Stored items
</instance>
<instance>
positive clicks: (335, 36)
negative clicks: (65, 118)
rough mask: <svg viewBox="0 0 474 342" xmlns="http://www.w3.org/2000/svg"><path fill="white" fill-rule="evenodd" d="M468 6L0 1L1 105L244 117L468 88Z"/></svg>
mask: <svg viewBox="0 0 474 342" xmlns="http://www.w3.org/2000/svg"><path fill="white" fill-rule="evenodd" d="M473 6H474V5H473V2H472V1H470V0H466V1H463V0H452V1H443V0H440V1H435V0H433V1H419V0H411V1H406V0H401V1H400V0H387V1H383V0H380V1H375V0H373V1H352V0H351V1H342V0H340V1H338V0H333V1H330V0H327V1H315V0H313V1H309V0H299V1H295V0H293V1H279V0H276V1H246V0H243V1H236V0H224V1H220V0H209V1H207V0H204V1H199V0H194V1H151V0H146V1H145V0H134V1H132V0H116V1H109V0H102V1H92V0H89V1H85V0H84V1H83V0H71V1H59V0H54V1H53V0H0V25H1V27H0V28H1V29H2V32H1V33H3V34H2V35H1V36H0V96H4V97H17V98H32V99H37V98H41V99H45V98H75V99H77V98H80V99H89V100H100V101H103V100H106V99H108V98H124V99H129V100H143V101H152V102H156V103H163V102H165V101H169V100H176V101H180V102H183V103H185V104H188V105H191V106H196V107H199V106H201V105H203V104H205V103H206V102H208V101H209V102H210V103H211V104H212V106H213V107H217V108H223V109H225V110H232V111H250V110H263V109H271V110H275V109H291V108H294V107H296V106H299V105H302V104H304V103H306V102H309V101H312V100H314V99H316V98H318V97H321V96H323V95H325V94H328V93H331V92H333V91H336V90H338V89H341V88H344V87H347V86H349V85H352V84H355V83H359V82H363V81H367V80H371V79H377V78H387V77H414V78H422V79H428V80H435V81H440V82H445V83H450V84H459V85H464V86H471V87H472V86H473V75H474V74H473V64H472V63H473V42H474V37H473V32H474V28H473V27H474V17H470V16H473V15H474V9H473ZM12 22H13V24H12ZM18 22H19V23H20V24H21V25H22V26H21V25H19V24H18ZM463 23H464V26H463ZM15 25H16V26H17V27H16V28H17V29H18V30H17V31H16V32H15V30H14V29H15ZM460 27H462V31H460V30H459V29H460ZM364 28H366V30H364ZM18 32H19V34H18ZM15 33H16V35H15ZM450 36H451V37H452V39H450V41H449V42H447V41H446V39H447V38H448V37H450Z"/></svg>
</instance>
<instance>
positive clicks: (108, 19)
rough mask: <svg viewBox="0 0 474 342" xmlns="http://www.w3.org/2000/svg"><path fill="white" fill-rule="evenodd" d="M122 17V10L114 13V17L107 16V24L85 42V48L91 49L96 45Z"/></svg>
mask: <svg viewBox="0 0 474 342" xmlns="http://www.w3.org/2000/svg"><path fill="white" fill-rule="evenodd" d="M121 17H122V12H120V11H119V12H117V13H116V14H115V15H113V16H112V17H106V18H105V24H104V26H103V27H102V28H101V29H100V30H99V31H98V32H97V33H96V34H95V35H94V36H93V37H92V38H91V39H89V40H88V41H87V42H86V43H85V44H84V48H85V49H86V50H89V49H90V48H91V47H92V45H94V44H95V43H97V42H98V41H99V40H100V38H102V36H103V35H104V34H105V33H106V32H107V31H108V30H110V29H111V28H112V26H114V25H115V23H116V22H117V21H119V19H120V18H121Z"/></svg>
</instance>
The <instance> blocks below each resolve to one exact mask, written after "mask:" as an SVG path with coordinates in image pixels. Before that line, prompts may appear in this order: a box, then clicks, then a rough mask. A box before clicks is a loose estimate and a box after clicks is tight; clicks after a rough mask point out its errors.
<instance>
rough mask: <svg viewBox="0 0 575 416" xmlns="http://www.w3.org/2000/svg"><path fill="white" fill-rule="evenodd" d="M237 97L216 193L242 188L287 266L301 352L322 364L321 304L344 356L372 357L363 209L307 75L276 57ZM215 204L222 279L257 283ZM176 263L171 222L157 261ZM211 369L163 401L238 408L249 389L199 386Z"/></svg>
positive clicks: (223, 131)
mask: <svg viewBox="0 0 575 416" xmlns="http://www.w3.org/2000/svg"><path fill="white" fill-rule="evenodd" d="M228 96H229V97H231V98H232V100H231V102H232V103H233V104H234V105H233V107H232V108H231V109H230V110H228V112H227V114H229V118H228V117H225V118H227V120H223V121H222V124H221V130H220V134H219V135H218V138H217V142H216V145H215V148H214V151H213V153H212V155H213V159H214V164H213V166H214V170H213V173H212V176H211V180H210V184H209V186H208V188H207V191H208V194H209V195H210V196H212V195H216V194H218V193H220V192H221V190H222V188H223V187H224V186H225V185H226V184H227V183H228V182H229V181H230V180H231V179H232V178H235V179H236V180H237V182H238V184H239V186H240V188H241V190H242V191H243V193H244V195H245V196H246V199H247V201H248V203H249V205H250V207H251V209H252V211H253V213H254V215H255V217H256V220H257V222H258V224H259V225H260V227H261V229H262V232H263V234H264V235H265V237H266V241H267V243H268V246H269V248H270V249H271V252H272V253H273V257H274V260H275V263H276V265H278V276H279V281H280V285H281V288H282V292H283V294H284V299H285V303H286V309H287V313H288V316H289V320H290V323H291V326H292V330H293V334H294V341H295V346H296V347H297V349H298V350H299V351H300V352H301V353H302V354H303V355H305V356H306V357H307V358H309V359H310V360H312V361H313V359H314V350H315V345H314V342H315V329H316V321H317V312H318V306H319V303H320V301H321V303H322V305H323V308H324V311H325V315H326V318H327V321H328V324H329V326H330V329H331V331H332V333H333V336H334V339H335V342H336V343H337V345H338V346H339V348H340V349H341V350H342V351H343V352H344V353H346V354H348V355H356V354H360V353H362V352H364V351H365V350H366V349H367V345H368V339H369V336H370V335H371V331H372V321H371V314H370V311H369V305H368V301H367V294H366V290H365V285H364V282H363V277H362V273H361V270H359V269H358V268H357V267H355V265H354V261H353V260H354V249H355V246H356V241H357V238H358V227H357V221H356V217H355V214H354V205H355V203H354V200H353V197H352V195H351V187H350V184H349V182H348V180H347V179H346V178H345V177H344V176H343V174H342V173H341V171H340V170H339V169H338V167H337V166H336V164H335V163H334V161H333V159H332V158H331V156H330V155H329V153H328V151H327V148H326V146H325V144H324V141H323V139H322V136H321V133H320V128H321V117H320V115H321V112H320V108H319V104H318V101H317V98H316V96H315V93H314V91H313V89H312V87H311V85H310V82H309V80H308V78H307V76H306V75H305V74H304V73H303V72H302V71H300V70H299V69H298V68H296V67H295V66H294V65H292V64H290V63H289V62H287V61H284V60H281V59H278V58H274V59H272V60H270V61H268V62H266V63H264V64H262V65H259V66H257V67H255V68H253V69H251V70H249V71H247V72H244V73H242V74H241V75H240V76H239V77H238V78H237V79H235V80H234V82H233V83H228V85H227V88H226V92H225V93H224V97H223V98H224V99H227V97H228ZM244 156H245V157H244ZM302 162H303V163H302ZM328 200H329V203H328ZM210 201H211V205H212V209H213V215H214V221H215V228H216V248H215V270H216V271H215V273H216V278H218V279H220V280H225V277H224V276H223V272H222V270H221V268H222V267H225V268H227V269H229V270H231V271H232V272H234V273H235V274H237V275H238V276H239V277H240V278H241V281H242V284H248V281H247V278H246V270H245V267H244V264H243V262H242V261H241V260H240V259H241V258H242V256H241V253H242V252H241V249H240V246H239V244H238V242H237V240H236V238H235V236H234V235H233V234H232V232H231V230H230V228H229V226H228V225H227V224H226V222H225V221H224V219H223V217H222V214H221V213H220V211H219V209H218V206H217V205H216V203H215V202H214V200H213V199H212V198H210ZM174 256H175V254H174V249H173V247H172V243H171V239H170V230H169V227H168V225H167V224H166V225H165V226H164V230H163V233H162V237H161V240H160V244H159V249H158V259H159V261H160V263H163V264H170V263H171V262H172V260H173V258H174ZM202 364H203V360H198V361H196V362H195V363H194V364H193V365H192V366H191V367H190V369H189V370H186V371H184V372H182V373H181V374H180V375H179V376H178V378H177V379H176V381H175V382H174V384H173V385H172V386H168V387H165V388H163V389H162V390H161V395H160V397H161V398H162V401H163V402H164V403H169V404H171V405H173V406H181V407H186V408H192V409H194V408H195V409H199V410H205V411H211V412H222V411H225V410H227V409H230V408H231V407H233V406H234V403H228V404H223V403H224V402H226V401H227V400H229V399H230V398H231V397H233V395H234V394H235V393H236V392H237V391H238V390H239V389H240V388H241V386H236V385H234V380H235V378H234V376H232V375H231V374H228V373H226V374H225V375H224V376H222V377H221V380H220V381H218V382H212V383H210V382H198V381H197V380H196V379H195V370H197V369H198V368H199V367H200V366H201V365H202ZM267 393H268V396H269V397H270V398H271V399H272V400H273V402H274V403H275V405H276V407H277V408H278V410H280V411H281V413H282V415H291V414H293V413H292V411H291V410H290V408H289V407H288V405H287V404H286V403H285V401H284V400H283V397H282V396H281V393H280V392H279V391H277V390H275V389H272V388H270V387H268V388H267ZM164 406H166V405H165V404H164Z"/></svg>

◆ Task item ◆
Set down, exactly as written, each line of the data from its opening line through the one containing "negative clicks: (65, 118)". Output nothing more.

◆ Answer for this exercise ◆
</instance>
<instance>
positive clicks: (335, 36)
negative clicks: (65, 118)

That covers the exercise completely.